◆ ASSIGNMENT ◆
The word "white" marks the lines to report; pull each of them from the listing.

◆ TASK INPUT ◆
################

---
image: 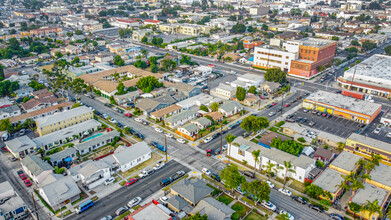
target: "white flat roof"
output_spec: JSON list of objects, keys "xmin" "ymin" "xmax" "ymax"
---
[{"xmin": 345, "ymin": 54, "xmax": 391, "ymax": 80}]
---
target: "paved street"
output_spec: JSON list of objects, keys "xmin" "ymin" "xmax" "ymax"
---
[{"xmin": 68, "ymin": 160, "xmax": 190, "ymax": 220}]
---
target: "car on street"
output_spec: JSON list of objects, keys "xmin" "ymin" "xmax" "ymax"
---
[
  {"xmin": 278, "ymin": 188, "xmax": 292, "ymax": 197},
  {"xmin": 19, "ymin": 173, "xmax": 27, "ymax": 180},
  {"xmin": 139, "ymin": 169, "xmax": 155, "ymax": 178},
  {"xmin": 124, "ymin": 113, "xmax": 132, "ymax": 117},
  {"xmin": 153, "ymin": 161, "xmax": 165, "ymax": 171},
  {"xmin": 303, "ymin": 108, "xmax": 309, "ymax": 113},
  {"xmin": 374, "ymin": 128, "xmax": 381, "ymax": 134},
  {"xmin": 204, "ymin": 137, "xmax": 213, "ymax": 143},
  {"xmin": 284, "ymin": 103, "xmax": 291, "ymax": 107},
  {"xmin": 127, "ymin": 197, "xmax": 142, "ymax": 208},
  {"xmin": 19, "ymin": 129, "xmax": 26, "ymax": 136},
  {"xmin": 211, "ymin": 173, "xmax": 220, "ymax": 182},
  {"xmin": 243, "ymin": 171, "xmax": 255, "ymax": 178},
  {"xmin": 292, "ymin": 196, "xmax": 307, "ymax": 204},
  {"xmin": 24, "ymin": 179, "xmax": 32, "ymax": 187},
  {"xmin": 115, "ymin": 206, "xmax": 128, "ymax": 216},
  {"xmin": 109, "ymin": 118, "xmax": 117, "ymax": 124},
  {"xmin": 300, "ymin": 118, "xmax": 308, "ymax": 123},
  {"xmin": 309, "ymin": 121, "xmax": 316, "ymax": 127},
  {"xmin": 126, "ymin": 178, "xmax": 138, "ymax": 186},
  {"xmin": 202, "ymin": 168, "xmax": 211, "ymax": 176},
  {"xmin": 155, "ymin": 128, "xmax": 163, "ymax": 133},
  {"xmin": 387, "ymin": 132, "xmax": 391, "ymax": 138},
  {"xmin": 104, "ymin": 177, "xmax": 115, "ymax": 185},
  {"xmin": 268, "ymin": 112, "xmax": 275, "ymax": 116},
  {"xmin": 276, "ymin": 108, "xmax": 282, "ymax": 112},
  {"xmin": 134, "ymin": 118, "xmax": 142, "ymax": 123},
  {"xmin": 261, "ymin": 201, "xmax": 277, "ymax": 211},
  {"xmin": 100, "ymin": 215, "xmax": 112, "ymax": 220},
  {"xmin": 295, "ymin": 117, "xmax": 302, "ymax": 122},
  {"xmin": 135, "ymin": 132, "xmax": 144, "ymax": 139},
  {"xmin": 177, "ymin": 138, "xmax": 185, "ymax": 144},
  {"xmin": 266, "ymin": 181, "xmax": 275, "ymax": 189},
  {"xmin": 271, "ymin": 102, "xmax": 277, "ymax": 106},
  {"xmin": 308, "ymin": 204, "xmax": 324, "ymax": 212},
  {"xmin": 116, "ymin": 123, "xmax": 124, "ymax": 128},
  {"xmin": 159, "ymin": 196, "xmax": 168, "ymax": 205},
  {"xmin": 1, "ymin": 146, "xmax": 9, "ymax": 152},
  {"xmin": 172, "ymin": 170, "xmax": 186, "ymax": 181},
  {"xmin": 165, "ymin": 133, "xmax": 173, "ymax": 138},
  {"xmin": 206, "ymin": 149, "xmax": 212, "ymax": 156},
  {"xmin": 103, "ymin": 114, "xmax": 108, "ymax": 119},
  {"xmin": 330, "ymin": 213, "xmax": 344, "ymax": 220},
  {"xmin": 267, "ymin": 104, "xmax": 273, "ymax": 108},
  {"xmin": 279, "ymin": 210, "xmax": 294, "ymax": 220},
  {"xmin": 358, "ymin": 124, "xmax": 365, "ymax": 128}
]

################

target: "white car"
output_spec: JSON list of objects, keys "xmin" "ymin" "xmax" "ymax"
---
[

################

◆ TASK RESULT ◆
target: "white flat roof"
target: "white car"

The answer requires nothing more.